Take the entries below and print all of them exactly, please.

■ **MATERIAL SHOWN**
▬▬▬▬▬▬
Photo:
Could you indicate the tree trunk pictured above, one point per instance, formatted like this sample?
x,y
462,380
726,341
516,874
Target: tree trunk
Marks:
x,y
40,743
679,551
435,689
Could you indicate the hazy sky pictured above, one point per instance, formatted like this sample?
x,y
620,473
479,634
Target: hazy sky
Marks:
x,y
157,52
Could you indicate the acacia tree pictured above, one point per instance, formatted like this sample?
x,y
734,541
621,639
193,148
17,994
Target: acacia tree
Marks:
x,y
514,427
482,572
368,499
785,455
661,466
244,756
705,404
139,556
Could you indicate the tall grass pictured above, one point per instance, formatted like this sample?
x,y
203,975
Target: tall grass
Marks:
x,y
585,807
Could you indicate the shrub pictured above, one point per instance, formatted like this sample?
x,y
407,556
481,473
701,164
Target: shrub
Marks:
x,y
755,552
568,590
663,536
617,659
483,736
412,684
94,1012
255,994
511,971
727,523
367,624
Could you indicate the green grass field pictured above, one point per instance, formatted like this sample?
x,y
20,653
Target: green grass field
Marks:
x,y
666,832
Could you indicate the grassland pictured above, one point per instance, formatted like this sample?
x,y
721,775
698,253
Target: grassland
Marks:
▬▬▬▬▬▬
■ **COMPLETE RESPONSE**
Photo:
Could you indicate the tree trunk pictured above, one point per instance, formatted like this sample?
x,y
462,380
726,341
516,874
Target: tree trunk
Marks:
x,y
40,743
679,551
435,689
Could you indicate the hazy sky pictured above, one point per instance, formatted like this sample?
x,y
620,473
479,634
Target: hazy sky
Marks:
x,y
157,52
Could you indicate the acacia tree pictured above, one point per instance, formatted like this sample?
x,y
734,541
621,639
193,148
17,994
Target: acacia tree
Marks:
x,y
514,427
482,572
368,499
785,455
661,466
244,756
705,404
139,556
Could you indicate the tall grass pictured above, one point per instance, formatted like this sample?
x,y
203,975
Target: tall grass
Marks:
x,y
585,807
Could you indicate the shrub pictured above, one point per instance, formatted like this sample?
x,y
407,556
481,473
701,164
Target: shrub
Marks:
x,y
755,552
568,590
663,536
617,659
483,736
412,684
94,1012
255,994
511,971
727,523
367,624
Could you indicate the green grass field pictured above, one point per instance, formatted like this sample?
x,y
20,653
Target: green grass field
Marks:
x,y
666,832
Could you indicate the grassland pictured above, one point per instance, formatted like this sample?
x,y
721,775
698,253
Target: grassland
Marks:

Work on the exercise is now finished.